Consegna 1 ▸
Stampa senza modifiche il passo del documento di riferimento che inizia con le parole "1.3. – Nella" e termina con "proposti e/o spiegati.".
Consegna 2 ▸
Indica se ciascuna affermazione concorda con il documento di riferimento, rispondendo sì o no e citando alla lettera le parole decisive: (a) l'indicazione dei motivi richiede l'impiego di formule particolari; (b) nel motivo manca l'esatta individuazione delle norme asseritamente violate; (c) i motivi devono avere i caratteri della specificità, della completezza e della riferibilità alla decisione.

Documento di riferimento ▸

+-------+

Se è vero, dunque, che l’indicazione dei motivi non necessita dell’impiego di formule particolari, essa tuttavia deve essere proposta in modo altrettanto chiaro e specifico, vista la sua funzione di determinare e limitare l’oggetto del giudizio della Corte (Cass. n. 10914 del 2015; Cass. n. 3887 del 2014). Ciò richiede che i motivi dell’invocata cassazione della decisione impugnata debbano avere i caratteri della specificità, della completezza e della riferibilità alla decisione stessa (Cass. n. 14784 del 2015; Cass. n. 13377 del 2015; Cass. n. 22607 del 2014). E comporta l’esposizione di argomenti intelligibili ed esaurienti ad supporto di dedotte violazioni di norme o principi di diritto (Cass. n. 23804 del 2016; Cass. n. 22254 del 2015).

1.3. – Nella specie, è assorbente rilevare che nel motivo manca qualsiasi indicatore idoneo a riferire le ragioni di impugnazione ad una delle censure espressamente e tassativamente previste dall’art. 360 c.p.c., comma 1; e manca l’esatta individuazione della norma o delle norme asseritamente violate. Con ciò, altrettanto inammissibilmente, mirando la ricorrente ad ottenere dal giudice di legittimità una pronucia di accoglimento dei propri assunti difensivi, non formalmente né sostanzialmente proposti e/o spiegati.

+-------+

Dati ▸
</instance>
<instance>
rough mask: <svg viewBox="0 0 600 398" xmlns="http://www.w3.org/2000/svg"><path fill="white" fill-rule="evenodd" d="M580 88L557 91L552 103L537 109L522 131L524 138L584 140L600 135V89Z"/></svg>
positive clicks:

+-------+

Risposta finale 1 ▸
1.3. – Nella specie, è assorbente rilevare che nel motivo manca qualsiasi indicatore idoneo a riferire le ragioni di impugnazione ad una delle censure espressamente e tassativamente previste dall’art. 360 c.p.c., comma 1; e manca l’esatta individuazione della norma o delle norme asseritamente violate. Con ciò, altrettanto inammissibilmente, mirando la ricorrente ad ottenere dal giudice di legittimità una pronucia di accoglimento dei propri assunti difensivi, non formalmente né sostanzialmente proposti e/o spiegati.

Risposta finale 2 ▸
(a) No: "l’indicazione dei motivi non necessita dell’impiego di formule particolari".
(b) Sì: "manca l’esatta individuazione della norma o delle norme asseritamente violate".
(c) Sì: "debbano avere i caratteri della specificità, della completezza e della riferibilità alla decisione stessa".